**TEXTO DO DOCUMENTO**

──────────────────────────────

Mudanças Climáticas: o que diz o ranking de comportamento parlamentar

Postado por OLB em 26/09/21

Júlio Canello, Leonardo Martins Barbosa

1. Apresentação

O atual governo brasileiro tem sido apontado como responsável pela adoção de políticas contrárias à proteção ambiental e, por consequência, à prevenção e mitigação das mudanças climáticas. O cenário é ainda pior tendo em vista a posição estratégica ocupada pelo Brasil nessa agenda, particularmente devido à centralidade da preservação da floresta amazônica. O retrocesso verificado no âmbito do poder executivo confere papel central ao Congresso e, portanto, à atividade de incidência parlamentar – tarefa desafiadora diante de uma legislatura conservadora e afeita às pautas retrógradas do bolsonarismo.

Em 2019, a Câmara dos Deputados aprovou uma revisão do código florestal, que felizmente não avançou no Senado Federal. É provável que não seja igual o destino de outras proposições tão ou mais danosas à pauta ambiental, como é o caso do PL da grilagem e o PL do licenciamento ambiental, duas matérias também já aprovadas na Câmara e que aguardam apreciação na Casa Alta. Para o bem ou para o mal, o Congresso ocupa lugar central no debate ambiental do país. Conhecer melhor o comportamento parlamentar nessa agenda é tarefa urgente para o movimento ambientalista, tendo em vista não apenas o desafio da incidência parlamentar, mas também as eleições de 2022.

──────────────────────────────

**DADOS FORNECIDOS**

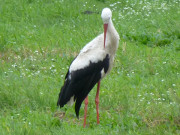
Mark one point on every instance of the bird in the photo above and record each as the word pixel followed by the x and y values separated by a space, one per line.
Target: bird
pixel 89 67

──────────────────────────────

Responda às perguntas abaixo com base no texto sobre mudanças climáticas e comportamento parlamentar.
(a) Segundo o texto, o que torna estratégica a posição do Brasil na agenda climática?
(b) Qual casa do Congresso aprovou uma revisão do código florestal em 2019?
(c) Quais duas proposições já aprovadas na Câmara aguardam apreciação na Casa Alta?

(a) A centralidade da preservação da floresta amazônica.
(b) A Câmara dos Deputados.
(c) O PL da grilagem e o PL do licenciamento ambiental.